RECORD SET
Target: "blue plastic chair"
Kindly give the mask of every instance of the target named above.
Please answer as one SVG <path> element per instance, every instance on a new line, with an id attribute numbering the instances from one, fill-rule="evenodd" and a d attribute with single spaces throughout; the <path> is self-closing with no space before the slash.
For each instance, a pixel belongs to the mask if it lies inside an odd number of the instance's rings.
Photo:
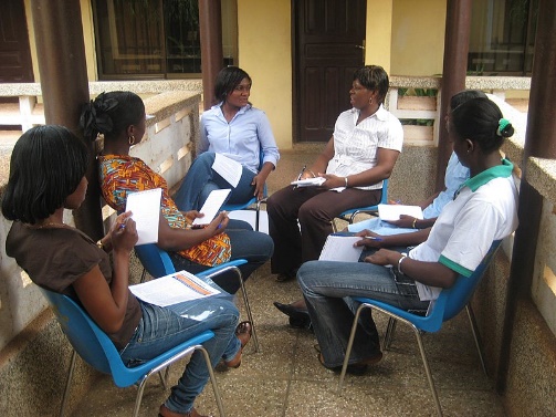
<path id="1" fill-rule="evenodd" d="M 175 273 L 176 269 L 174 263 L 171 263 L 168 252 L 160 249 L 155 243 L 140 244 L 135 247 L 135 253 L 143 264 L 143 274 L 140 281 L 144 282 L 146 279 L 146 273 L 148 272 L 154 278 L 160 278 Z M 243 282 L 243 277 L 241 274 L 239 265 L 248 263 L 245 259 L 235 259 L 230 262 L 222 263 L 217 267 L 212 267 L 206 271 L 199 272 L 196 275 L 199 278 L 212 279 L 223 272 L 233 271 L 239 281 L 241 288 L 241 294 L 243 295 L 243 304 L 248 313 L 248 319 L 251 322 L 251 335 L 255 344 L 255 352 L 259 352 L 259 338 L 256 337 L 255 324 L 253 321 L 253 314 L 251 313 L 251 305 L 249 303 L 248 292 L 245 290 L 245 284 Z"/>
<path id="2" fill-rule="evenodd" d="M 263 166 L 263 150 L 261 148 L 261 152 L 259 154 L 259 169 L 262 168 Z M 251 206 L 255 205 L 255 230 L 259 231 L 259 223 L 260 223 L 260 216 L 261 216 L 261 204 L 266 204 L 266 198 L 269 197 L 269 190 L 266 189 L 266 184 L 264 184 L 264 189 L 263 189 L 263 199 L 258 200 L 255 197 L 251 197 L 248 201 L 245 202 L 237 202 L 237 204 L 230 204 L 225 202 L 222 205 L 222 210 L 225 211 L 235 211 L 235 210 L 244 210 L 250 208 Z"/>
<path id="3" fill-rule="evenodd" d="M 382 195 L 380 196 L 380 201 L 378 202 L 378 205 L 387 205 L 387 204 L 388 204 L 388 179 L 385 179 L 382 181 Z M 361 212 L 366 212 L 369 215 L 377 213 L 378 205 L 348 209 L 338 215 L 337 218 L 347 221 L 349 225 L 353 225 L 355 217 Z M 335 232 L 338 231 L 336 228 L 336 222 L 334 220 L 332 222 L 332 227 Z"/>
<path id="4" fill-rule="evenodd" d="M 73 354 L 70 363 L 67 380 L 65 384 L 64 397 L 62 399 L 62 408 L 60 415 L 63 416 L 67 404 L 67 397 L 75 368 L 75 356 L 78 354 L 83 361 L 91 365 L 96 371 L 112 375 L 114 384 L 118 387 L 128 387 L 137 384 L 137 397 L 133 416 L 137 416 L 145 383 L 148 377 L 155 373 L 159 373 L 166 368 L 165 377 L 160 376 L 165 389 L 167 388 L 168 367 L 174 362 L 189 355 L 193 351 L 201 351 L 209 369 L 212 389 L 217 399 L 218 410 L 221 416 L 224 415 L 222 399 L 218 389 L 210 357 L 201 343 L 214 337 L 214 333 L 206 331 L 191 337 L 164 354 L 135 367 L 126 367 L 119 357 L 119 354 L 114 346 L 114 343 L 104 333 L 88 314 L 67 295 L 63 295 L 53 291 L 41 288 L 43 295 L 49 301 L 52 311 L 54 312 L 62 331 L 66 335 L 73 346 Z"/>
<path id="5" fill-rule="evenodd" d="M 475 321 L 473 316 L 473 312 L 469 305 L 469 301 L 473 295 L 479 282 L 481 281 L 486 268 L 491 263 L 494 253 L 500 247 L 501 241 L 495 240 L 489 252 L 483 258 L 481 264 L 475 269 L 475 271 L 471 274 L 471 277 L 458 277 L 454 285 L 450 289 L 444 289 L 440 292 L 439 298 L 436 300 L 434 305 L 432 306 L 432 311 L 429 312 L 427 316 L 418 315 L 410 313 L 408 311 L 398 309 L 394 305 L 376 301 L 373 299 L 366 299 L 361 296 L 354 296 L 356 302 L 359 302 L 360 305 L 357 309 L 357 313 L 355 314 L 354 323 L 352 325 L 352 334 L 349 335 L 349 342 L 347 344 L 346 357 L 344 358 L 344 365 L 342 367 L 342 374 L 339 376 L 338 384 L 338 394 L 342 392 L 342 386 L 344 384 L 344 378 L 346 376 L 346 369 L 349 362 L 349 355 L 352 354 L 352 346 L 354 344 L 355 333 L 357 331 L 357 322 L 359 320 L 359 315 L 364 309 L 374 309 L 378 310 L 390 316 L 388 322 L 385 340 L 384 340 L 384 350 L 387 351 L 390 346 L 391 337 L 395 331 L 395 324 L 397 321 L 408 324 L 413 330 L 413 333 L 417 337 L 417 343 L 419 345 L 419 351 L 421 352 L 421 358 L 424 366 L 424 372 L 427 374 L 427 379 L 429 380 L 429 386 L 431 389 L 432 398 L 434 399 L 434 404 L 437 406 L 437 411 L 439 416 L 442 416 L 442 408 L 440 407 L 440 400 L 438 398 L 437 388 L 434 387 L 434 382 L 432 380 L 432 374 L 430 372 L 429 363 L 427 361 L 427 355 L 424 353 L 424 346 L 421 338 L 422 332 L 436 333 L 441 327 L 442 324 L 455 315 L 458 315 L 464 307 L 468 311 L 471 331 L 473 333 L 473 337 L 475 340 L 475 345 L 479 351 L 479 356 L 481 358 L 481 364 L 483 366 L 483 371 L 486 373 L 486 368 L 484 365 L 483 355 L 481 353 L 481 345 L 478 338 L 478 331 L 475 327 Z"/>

WHAT YOU SHOULD DO
Copy all of the material above line for line without changing anything, and leave the pictures out of your copy.

TASK SOLUTION
Target: "blue plastic chair"
Kindly give the mask of every instance of the target named above.
Please answer as one SVG <path> element per instance, every instance on a new line, with an id attribute numbering the instances from one, fill-rule="evenodd" and a d attribute with single spaces throughout; the <path> is self-closing with no space before the slash.
For each instance, a pixel belongs to the mask if it lies inside an odd number of the instance's rings.
Photo:
<path id="1" fill-rule="evenodd" d="M 175 273 L 176 269 L 174 263 L 171 263 L 168 252 L 160 249 L 155 243 L 140 244 L 135 247 L 135 253 L 143 264 L 143 274 L 140 281 L 144 282 L 146 279 L 146 273 L 148 272 L 154 278 L 160 278 Z M 243 282 L 243 277 L 241 274 L 239 265 L 248 263 L 245 259 L 235 259 L 230 262 L 222 263 L 217 267 L 212 267 L 206 271 L 199 272 L 196 275 L 199 278 L 212 279 L 223 272 L 233 271 L 239 281 L 241 288 L 241 294 L 243 295 L 243 304 L 248 313 L 248 319 L 251 322 L 251 335 L 255 344 L 255 352 L 259 352 L 259 338 L 256 337 L 255 324 L 253 321 L 253 314 L 251 313 L 251 305 L 249 303 L 248 292 L 245 290 L 245 284 Z"/>
<path id="2" fill-rule="evenodd" d="M 263 166 L 263 150 L 261 148 L 261 152 L 259 154 L 259 169 L 262 168 Z M 251 206 L 255 205 L 255 230 L 259 231 L 259 223 L 260 223 L 260 216 L 261 216 L 261 204 L 266 204 L 266 198 L 269 197 L 269 190 L 266 189 L 266 184 L 264 184 L 264 189 L 263 189 L 263 199 L 258 200 L 255 197 L 251 197 L 248 201 L 245 202 L 237 202 L 237 204 L 230 204 L 225 202 L 222 205 L 222 210 L 225 211 L 235 211 L 235 210 L 244 210 L 250 208 Z"/>
<path id="3" fill-rule="evenodd" d="M 382 195 L 380 196 L 380 201 L 378 202 L 378 205 L 387 205 L 387 204 L 388 204 L 388 179 L 385 179 L 382 181 Z M 361 212 L 366 212 L 369 215 L 377 213 L 378 205 L 348 209 L 338 215 L 337 218 L 347 221 L 349 225 L 353 225 L 355 217 Z M 335 232 L 338 231 L 336 228 L 336 222 L 334 220 L 332 222 L 332 227 Z"/>
<path id="4" fill-rule="evenodd" d="M 73 354 L 70 363 L 67 380 L 65 384 L 64 397 L 62 399 L 62 408 L 60 415 L 63 416 L 67 404 L 67 397 L 75 368 L 75 356 L 78 354 L 83 361 L 91 365 L 96 371 L 112 375 L 114 384 L 118 387 L 128 387 L 137 384 L 137 397 L 133 416 L 137 416 L 145 383 L 148 377 L 155 373 L 159 373 L 166 368 L 165 377 L 160 376 L 165 389 L 167 388 L 168 367 L 174 362 L 189 355 L 193 351 L 201 351 L 209 369 L 212 389 L 217 399 L 218 410 L 221 416 L 224 415 L 222 399 L 218 389 L 210 357 L 201 343 L 214 337 L 214 333 L 206 331 L 191 337 L 164 354 L 135 367 L 126 367 L 119 357 L 119 354 L 114 346 L 114 343 L 104 333 L 88 314 L 67 295 L 63 295 L 53 291 L 41 288 L 43 295 L 49 301 L 52 311 L 54 312 L 62 331 L 66 335 L 73 346 Z"/>
<path id="5" fill-rule="evenodd" d="M 475 321 L 473 316 L 473 312 L 469 305 L 469 301 L 473 295 L 479 282 L 481 281 L 486 268 L 491 263 L 494 253 L 500 247 L 501 241 L 495 240 L 489 252 L 483 258 L 481 264 L 475 269 L 475 271 L 471 274 L 471 277 L 458 277 L 454 285 L 450 289 L 444 289 L 440 292 L 439 298 L 436 300 L 434 305 L 432 306 L 432 311 L 429 312 L 427 316 L 418 315 L 410 313 L 408 311 L 398 309 L 394 305 L 376 301 L 373 299 L 366 299 L 361 296 L 354 296 L 356 302 L 359 302 L 360 305 L 357 309 L 357 313 L 355 314 L 354 323 L 352 325 L 352 334 L 349 335 L 349 342 L 347 344 L 346 357 L 344 358 L 344 365 L 342 367 L 342 374 L 339 376 L 338 384 L 338 394 L 342 392 L 342 386 L 344 384 L 344 378 L 346 376 L 346 369 L 349 362 L 349 355 L 352 354 L 352 346 L 354 344 L 355 333 L 357 331 L 357 322 L 359 320 L 359 315 L 364 309 L 374 309 L 378 310 L 390 316 L 388 322 L 385 340 L 384 340 L 384 350 L 387 351 L 390 346 L 391 337 L 395 331 L 395 324 L 397 321 L 408 324 L 413 330 L 413 333 L 417 337 L 417 343 L 419 345 L 419 351 L 421 352 L 421 358 L 424 366 L 424 372 L 427 374 L 427 379 L 429 380 L 429 386 L 431 389 L 432 398 L 434 399 L 434 404 L 437 406 L 437 411 L 439 416 L 442 416 L 442 408 L 440 407 L 440 400 L 438 398 L 437 388 L 434 387 L 434 382 L 432 380 L 432 374 L 430 372 L 429 363 L 427 361 L 427 355 L 424 353 L 424 346 L 421 338 L 422 332 L 436 333 L 441 327 L 442 324 L 455 315 L 458 315 L 464 307 L 468 311 L 471 331 L 473 333 L 473 337 L 475 340 L 475 345 L 479 351 L 479 356 L 481 358 L 481 364 L 483 366 L 483 371 L 486 373 L 486 368 L 484 365 L 483 355 L 481 353 L 481 345 L 478 338 L 478 331 L 475 327 Z"/>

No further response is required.